#### [Work instructions]
Nothing in the data may be omitted; output it all verbatim.

Text-to-region grounding data
┄┄┄┄┄┄┄┄┄┄┄┄┄┄┄┄┄┄┄┄

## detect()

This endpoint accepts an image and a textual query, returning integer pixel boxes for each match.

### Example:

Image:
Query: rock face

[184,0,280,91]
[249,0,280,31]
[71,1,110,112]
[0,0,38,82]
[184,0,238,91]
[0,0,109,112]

┄┄┄┄┄┄┄┄┄┄┄┄┄┄┄┄┄┄┄┄

#### [Answer for this exercise]
## detect()

This endpoint accepts an image and a textual query, returning integer pixel boxes for each match.

### Example:

Image:
Query: rock face

[184,0,280,91]
[249,0,280,31]
[71,1,110,112]
[0,0,38,82]
[184,0,238,91]
[0,0,109,112]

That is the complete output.